**** ROWS
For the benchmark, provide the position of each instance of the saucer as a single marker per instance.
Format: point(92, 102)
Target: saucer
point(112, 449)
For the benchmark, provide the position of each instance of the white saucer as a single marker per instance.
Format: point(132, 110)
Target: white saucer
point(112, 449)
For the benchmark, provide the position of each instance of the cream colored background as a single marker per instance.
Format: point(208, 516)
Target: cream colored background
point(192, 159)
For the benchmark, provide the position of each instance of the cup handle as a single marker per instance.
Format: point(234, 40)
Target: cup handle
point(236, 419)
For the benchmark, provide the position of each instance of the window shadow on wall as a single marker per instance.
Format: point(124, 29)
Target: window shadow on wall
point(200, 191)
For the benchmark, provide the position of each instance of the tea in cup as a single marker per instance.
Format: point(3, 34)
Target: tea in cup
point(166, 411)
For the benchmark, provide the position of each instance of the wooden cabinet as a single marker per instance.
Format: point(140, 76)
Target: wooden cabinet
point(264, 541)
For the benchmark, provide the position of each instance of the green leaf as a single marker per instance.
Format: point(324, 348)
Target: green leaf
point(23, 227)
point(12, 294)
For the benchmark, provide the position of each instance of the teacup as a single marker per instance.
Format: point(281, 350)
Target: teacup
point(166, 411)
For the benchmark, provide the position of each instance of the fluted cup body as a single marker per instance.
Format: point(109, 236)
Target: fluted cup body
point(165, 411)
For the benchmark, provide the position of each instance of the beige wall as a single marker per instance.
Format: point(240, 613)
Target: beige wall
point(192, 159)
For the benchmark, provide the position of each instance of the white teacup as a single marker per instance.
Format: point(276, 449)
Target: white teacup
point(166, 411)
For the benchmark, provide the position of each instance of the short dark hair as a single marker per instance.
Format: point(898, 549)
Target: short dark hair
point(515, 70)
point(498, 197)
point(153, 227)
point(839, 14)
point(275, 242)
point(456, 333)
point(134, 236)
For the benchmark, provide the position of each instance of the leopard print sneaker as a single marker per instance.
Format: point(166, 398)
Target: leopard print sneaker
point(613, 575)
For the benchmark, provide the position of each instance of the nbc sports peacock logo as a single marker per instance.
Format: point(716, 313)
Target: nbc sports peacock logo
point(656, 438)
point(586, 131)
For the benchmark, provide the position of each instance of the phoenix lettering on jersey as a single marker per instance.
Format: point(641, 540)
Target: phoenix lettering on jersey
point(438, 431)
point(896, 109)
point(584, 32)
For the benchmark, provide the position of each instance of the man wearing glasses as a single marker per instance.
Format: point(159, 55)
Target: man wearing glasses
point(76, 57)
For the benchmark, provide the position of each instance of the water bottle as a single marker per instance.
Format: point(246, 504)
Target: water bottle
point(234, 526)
********
WHAT TO DO
Return the entries above exactly, each one complete.

CORRECT OUTPUT
For the benchmark, provide the position of each instance of the saucer as a single marker per instance.
Format: point(92, 102)
Target: saucer
point(112, 449)
For the benchmark, provide the position of each instance of the white saucer as a single marker per instance.
Format: point(132, 110)
Target: white saucer
point(112, 449)
For the benchmark, provide the position of each instance of the cream colored background as a single marker per instance.
Format: point(208, 516)
Target: cream colored background
point(192, 159)
For the benchmark, provide the position of each instance of the cup handle as a single marker per instance.
Format: point(234, 40)
Target: cup handle
point(236, 419)
For the benchmark, provide the position of each instance of the window shadow on wall as a single marker per instance.
Format: point(124, 29)
Target: window shadow on wall
point(200, 191)
For the benchmark, provide the position of each instance of the tea in cup as a single marker per instance.
Format: point(3, 34)
Target: tea in cup
point(166, 411)
For the benchmark, provide the position of each instance of the wooden cabinet as a single marker per instance.
Format: point(140, 76)
Target: wooden cabinet
point(264, 541)
For the benchmark, provide the position of each instance of the green leaf as a single marker per instance.
Format: point(324, 348)
Target: green leaf
point(23, 227)
point(12, 294)
For the benchmark, provide the position of each instance of the teacup as a single marker per instance.
Format: point(281, 350)
Target: teacup
point(166, 411)
For the benchmark, provide the position of each instance of the fluted cup body as a single marker per instance.
Format: point(109, 236)
Target: fluted cup body
point(165, 411)
For the benchmark, provide the position of each instance of the beige wall as a single marker per instance.
Format: point(240, 613)
Target: beige wall
point(192, 159)
For the benchmark, provide the position of each instance of the white teacup as a single marker per instance.
Format: point(276, 449)
Target: white teacup
point(166, 411)
For the benchmark, provide the position of each instance of the short dark hair as a single marker per instance.
Format: point(898, 549)
Target: short dark hair
point(515, 70)
point(498, 197)
point(153, 227)
point(839, 14)
point(275, 242)
point(456, 333)
point(134, 236)
For the benchmark, provide the position of each instance of the leopard print sneaker as a single marker per instance.
Format: point(166, 398)
Target: leopard print sneaker
point(613, 575)
For the benchmark, provide the position of each instance of the nbc sports peacock logo as a single marker per instance.
Format: point(716, 313)
Target: nbc sports peacock logo
point(656, 438)
point(586, 131)
For the benchmark, provide the position of each instance of the phoenix lettering on jersey as a single marker per instance.
Format: point(641, 540)
Target: phoenix lettering on jersey
point(438, 431)
point(896, 109)
point(584, 32)
For the benchmark, provide the position of each instance of the man wearing glasses as a single marker per instance.
Format: point(159, 55)
Target: man wearing glasses
point(76, 57)
For the benchmark, provide the position of each instance of the water bottle as a single marker per instance.
Format: point(246, 504)
Target: water bottle
point(234, 526)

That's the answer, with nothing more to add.